▸ **Assigned task**
Would you please output the lines of the data below from the one containing "Locate every glossy" to the end, exactly and with nothing added?

─── Supplied data

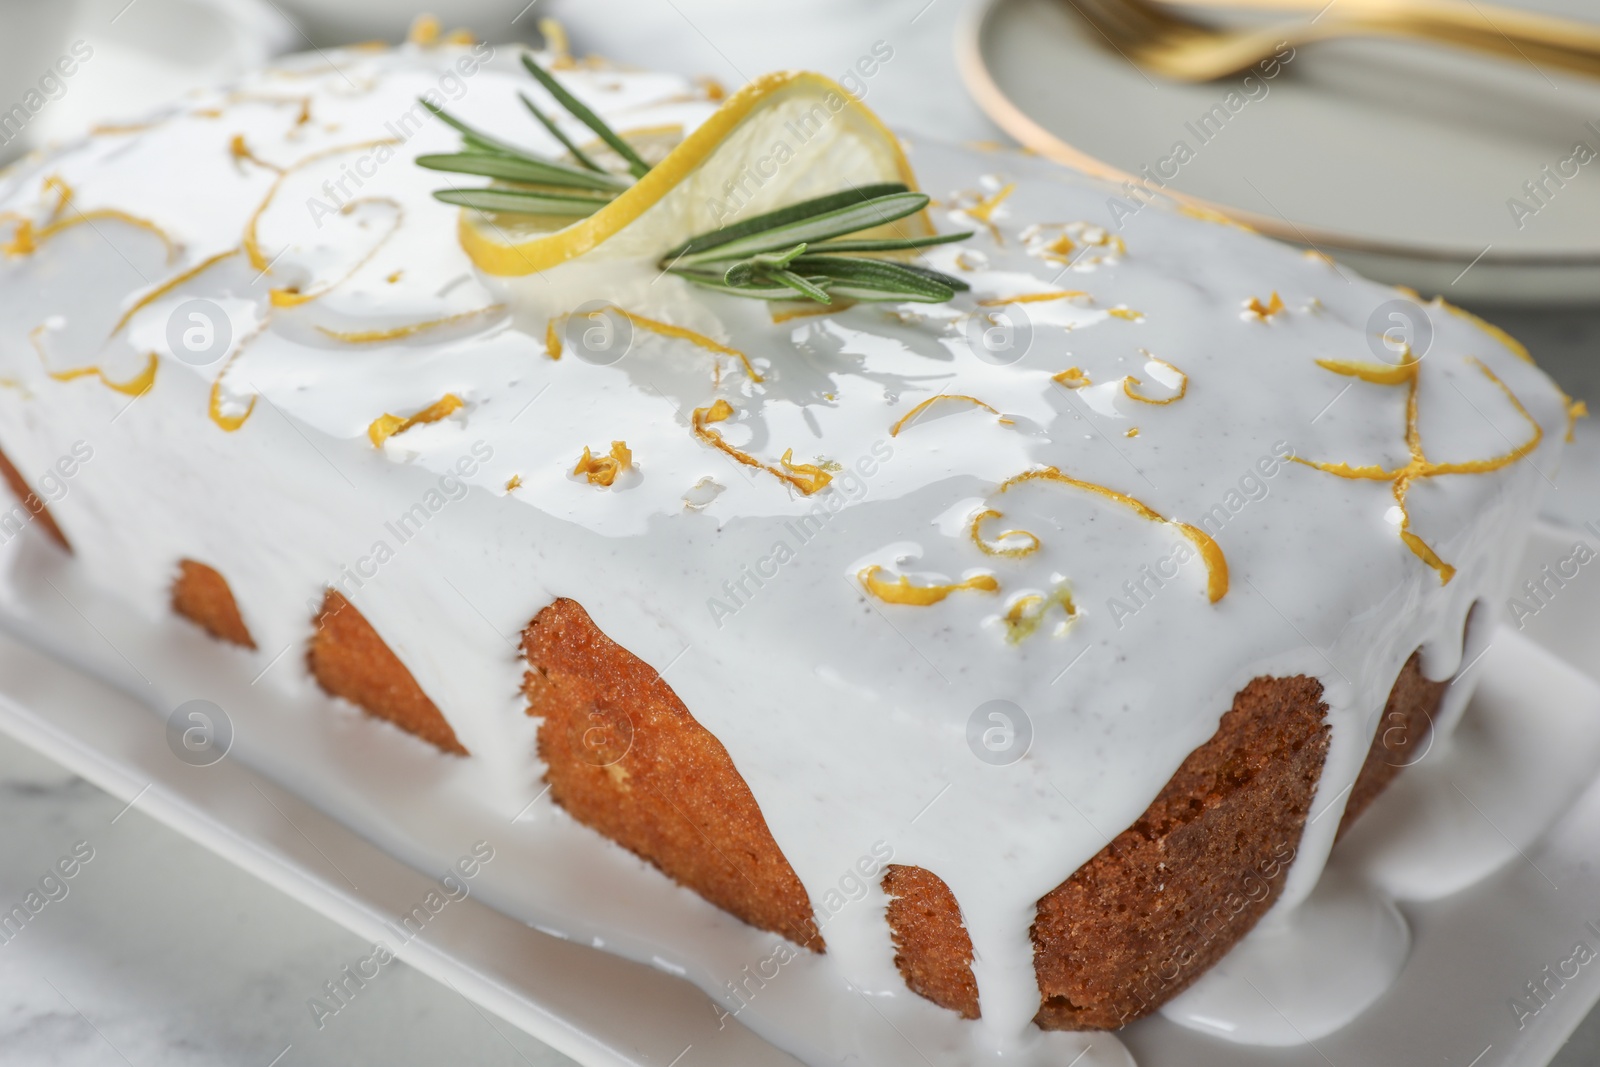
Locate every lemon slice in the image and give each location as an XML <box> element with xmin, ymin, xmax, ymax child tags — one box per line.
<box><xmin>458</xmin><ymin>71</ymin><xmax>931</xmax><ymax>276</ymax></box>
<box><xmin>574</xmin><ymin>123</ymin><xmax>686</xmax><ymax>173</ymax></box>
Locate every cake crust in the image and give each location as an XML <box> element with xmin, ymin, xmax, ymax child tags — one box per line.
<box><xmin>0</xmin><ymin>444</ymin><xmax>69</xmax><ymax>552</ymax></box>
<box><xmin>873</xmin><ymin>652</ymin><xmax>1450</xmax><ymax>1025</ymax></box>
<box><xmin>1031</xmin><ymin>674</ymin><xmax>1330</xmax><ymax>1030</ymax></box>
<box><xmin>1337</xmin><ymin>652</ymin><xmax>1444</xmax><ymax>837</ymax></box>
<box><xmin>308</xmin><ymin>589</ymin><xmax>468</xmax><ymax>755</ymax></box>
<box><xmin>171</xmin><ymin>559</ymin><xmax>257</xmax><ymax>649</ymax></box>
<box><xmin>882</xmin><ymin>864</ymin><xmax>981</xmax><ymax>1019</ymax></box>
<box><xmin>522</xmin><ymin>597</ymin><xmax>824</xmax><ymax>952</ymax></box>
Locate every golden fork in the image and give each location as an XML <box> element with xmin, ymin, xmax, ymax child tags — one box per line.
<box><xmin>1065</xmin><ymin>0</ymin><xmax>1600</xmax><ymax>80</ymax></box>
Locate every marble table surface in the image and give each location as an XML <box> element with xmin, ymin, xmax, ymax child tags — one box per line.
<box><xmin>2</xmin><ymin>0</ymin><xmax>1599</xmax><ymax>1063</ymax></box>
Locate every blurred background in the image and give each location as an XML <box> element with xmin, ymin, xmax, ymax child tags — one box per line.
<box><xmin>1</xmin><ymin>0</ymin><xmax>1597</xmax><ymax>1063</ymax></box>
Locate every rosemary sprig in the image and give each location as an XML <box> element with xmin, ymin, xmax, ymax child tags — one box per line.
<box><xmin>432</xmin><ymin>188</ymin><xmax>617</xmax><ymax>216</ymax></box>
<box><xmin>417</xmin><ymin>99</ymin><xmax>628</xmax><ymax>197</ymax></box>
<box><xmin>661</xmin><ymin>187</ymin><xmax>972</xmax><ymax>304</ymax></box>
<box><xmin>518</xmin><ymin>54</ymin><xmax>652</xmax><ymax>178</ymax></box>
<box><xmin>415</xmin><ymin>150</ymin><xmax>624</xmax><ymax>192</ymax></box>
<box><xmin>419</xmin><ymin>54</ymin><xmax>972</xmax><ymax>306</ymax></box>
<box><xmin>519</xmin><ymin>92</ymin><xmax>607</xmax><ymax>174</ymax></box>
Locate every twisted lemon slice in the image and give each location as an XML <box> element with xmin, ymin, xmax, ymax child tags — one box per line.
<box><xmin>458</xmin><ymin>72</ymin><xmax>930</xmax><ymax>275</ymax></box>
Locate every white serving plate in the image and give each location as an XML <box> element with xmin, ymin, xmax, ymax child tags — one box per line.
<box><xmin>958</xmin><ymin>0</ymin><xmax>1600</xmax><ymax>304</ymax></box>
<box><xmin>0</xmin><ymin>519</ymin><xmax>1597</xmax><ymax>1067</ymax></box>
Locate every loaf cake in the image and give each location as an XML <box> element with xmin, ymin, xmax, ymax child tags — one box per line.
<box><xmin>0</xmin><ymin>24</ymin><xmax>1575</xmax><ymax>1061</ymax></box>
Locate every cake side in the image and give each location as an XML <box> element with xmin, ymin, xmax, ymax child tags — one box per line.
<box><xmin>159</xmin><ymin>549</ymin><xmax>1450</xmax><ymax>1024</ymax></box>
<box><xmin>1032</xmin><ymin>674</ymin><xmax>1329</xmax><ymax>1029</ymax></box>
<box><xmin>883</xmin><ymin>863</ymin><xmax>982</xmax><ymax>1020</ymax></box>
<box><xmin>881</xmin><ymin>647</ymin><xmax>1448</xmax><ymax>1025</ymax></box>
<box><xmin>522</xmin><ymin>597</ymin><xmax>825</xmax><ymax>952</ymax></box>
<box><xmin>0</xmin><ymin>444</ymin><xmax>69</xmax><ymax>552</ymax></box>
<box><xmin>309</xmin><ymin>589</ymin><xmax>469</xmax><ymax>756</ymax></box>
<box><xmin>1336</xmin><ymin>652</ymin><xmax>1445</xmax><ymax>838</ymax></box>
<box><xmin>171</xmin><ymin>559</ymin><xmax>257</xmax><ymax>648</ymax></box>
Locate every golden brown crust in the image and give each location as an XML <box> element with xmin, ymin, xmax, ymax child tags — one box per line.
<box><xmin>882</xmin><ymin>864</ymin><xmax>981</xmax><ymax>1019</ymax></box>
<box><xmin>171</xmin><ymin>559</ymin><xmax>257</xmax><ymax>648</ymax></box>
<box><xmin>1337</xmin><ymin>652</ymin><xmax>1445</xmax><ymax>838</ymax></box>
<box><xmin>1032</xmin><ymin>675</ymin><xmax>1330</xmax><ymax>1030</ymax></box>
<box><xmin>0</xmin><ymin>444</ymin><xmax>69</xmax><ymax>551</ymax></box>
<box><xmin>522</xmin><ymin>597</ymin><xmax>823</xmax><ymax>952</ymax></box>
<box><xmin>308</xmin><ymin>589</ymin><xmax>467</xmax><ymax>755</ymax></box>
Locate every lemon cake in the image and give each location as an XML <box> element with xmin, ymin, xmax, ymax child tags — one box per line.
<box><xmin>0</xmin><ymin>29</ymin><xmax>1576</xmax><ymax>1064</ymax></box>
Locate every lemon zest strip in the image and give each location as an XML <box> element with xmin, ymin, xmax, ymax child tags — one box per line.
<box><xmin>970</xmin><ymin>508</ymin><xmax>1041</xmax><ymax>558</ymax></box>
<box><xmin>368</xmin><ymin>394</ymin><xmax>465</xmax><ymax>447</ymax></box>
<box><xmin>111</xmin><ymin>249</ymin><xmax>239</xmax><ymax>337</ymax></box>
<box><xmin>408</xmin><ymin>14</ymin><xmax>442</xmax><ymax>45</ymax></box>
<box><xmin>1245</xmin><ymin>292</ymin><xmax>1285</xmax><ymax>319</ymax></box>
<box><xmin>5</xmin><ymin>210</ymin><xmax>179</xmax><ymax>263</ymax></box>
<box><xmin>1121</xmin><ymin>356</ymin><xmax>1188</xmax><ymax>405</ymax></box>
<box><xmin>1288</xmin><ymin>458</ymin><xmax>1398</xmax><ymax>481</ymax></box>
<box><xmin>42</xmin><ymin>175</ymin><xmax>74</xmax><ymax>222</ymax></box>
<box><xmin>690</xmin><ymin>399</ymin><xmax>832</xmax><ymax>496</ymax></box>
<box><xmin>890</xmin><ymin>394</ymin><xmax>1003</xmax><ymax>436</ymax></box>
<box><xmin>1178</xmin><ymin>202</ymin><xmax>1253</xmax><ymax>231</ymax></box>
<box><xmin>243</xmin><ymin>138</ymin><xmax>401</xmax><ymax>271</ymax></box>
<box><xmin>317</xmin><ymin>304</ymin><xmax>503</xmax><ymax>344</ymax></box>
<box><xmin>1435</xmin><ymin>299</ymin><xmax>1532</xmax><ymax>364</ymax></box>
<box><xmin>777</xmin><ymin>449</ymin><xmax>833</xmax><ymax>495</ymax></box>
<box><xmin>605</xmin><ymin>305</ymin><xmax>762</xmax><ymax>382</ymax></box>
<box><xmin>858</xmin><ymin>565</ymin><xmax>998</xmax><ymax>606</ymax></box>
<box><xmin>1424</xmin><ymin>359</ymin><xmax>1544</xmax><ymax>476</ymax></box>
<box><xmin>92</xmin><ymin>119</ymin><xmax>165</xmax><ymax>134</ymax></box>
<box><xmin>207</xmin><ymin>324</ymin><xmax>267</xmax><ymax>432</ymax></box>
<box><xmin>1292</xmin><ymin>356</ymin><xmax>1545</xmax><ymax>583</ymax></box>
<box><xmin>28</xmin><ymin>325</ymin><xmax>158</xmax><ymax>397</ymax></box>
<box><xmin>538</xmin><ymin>17</ymin><xmax>575</xmax><ymax>68</ymax></box>
<box><xmin>574</xmin><ymin>441</ymin><xmax>633</xmax><ymax>486</ymax></box>
<box><xmin>770</xmin><ymin>300</ymin><xmax>855</xmax><ymax>324</ymax></box>
<box><xmin>545</xmin><ymin>316</ymin><xmax>564</xmax><ymax>359</ymax></box>
<box><xmin>977</xmin><ymin>290</ymin><xmax>1087</xmax><ymax>307</ymax></box>
<box><xmin>962</xmin><ymin>183</ymin><xmax>1016</xmax><ymax>243</ymax></box>
<box><xmin>997</xmin><ymin>467</ymin><xmax>1228</xmax><ymax>603</ymax></box>
<box><xmin>1003</xmin><ymin>585</ymin><xmax>1077</xmax><ymax>643</ymax></box>
<box><xmin>270</xmin><ymin>198</ymin><xmax>404</xmax><ymax>308</ymax></box>
<box><xmin>1314</xmin><ymin>355</ymin><xmax>1418</xmax><ymax>386</ymax></box>
<box><xmin>230</xmin><ymin>134</ymin><xmax>284</xmax><ymax>173</ymax></box>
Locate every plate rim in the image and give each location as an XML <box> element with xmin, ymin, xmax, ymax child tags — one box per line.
<box><xmin>955</xmin><ymin>0</ymin><xmax>1600</xmax><ymax>269</ymax></box>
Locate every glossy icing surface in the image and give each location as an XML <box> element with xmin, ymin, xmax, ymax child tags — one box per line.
<box><xmin>0</xmin><ymin>39</ymin><xmax>1573</xmax><ymax>1063</ymax></box>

──────

▸ **Answer below**
Locate every glossy icing surface in the image and give each location as an XML <box> element with xmin, ymin, xmax, ymax child tags — one box per line.
<box><xmin>0</xmin><ymin>39</ymin><xmax>1573</xmax><ymax>1063</ymax></box>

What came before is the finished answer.